[DOCUMENT TEXT]
·····
ESA’s Rosetta Mission
Astronomy in the contemporary world focuses on groundbreaking projects that aids in understanding the universe and its features. Such projects take a time to plan, design, and implement. Once implemented, monitoring can take years for the phenomena being measured to be realized. Understand the details of such projects are essential in appreciating information about the composition of the earth. At the same time, these projects provide firsthand facts about various objects in space. One object that has remained a mystery to the world is the comet. Comets contain primitive materials of the solar system and hold the key to understanding the formation of the solar system once these materials have been investigated. The information known about comets is derived from Earth-based instruments that measure through remote sensing. This means projects supposed to advance the study of comets will be a welcome to the information-hungry people. There are a number of such projects being undertaken, and one such project is the Rosetta Mission by the European Space Agency (ESA). This paper will explore the Rosetta Mission by ESA in details.
A Synopsis of the ESA’s Rosetta Mission
Rosetta is the name given to a space probe constructed by ESA. It was launched on March 2, 2004, with its lander module called Philae. It was directed to comet 67p also called Churyumov-Geresimenko, to carry out a series of studies on it. On August 6, 2014, about ten years after its launch, Rosetta arrived on comet 67P and started to conduct a series of studies in its orbit. It landed on the comet on 12 November after maneuvering through its orbit. The probe derives its name from Egyptian stele called Rosette Stone. The lander, on the other hand, derives its name from hierological inscription Philae obelisk.
·····
[EXTRACTED ENTRIES]

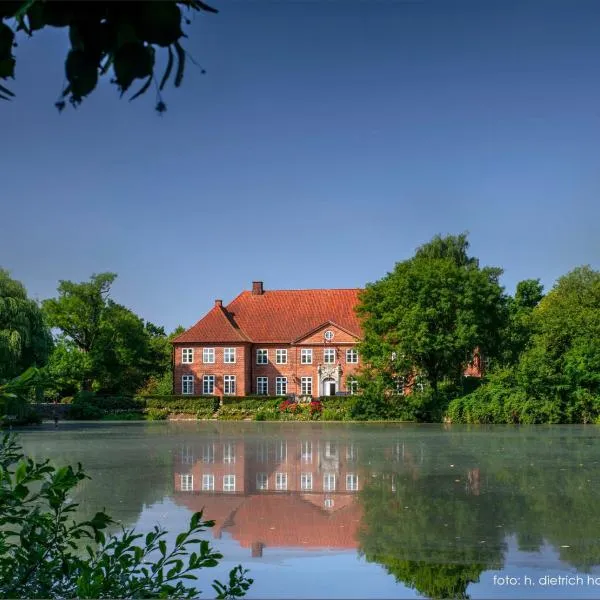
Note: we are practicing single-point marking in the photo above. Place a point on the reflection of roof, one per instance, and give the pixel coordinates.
(283, 520)
(250, 317)
(218, 508)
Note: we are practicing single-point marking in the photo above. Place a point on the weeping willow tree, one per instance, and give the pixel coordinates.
(25, 340)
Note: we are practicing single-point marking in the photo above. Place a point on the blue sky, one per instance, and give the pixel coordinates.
(326, 141)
·····
[JOB]
Answer these questions using the Rosetta Mission text:
1. What does the text say comets contain?
2. On what date was Rosetta launched?
3. On what date did Rosetta arrive at comet 67P?

[SOLUTION]
1. Primitive materials of the solar system.
2. March 2, 2004.
3. August 6, 2014.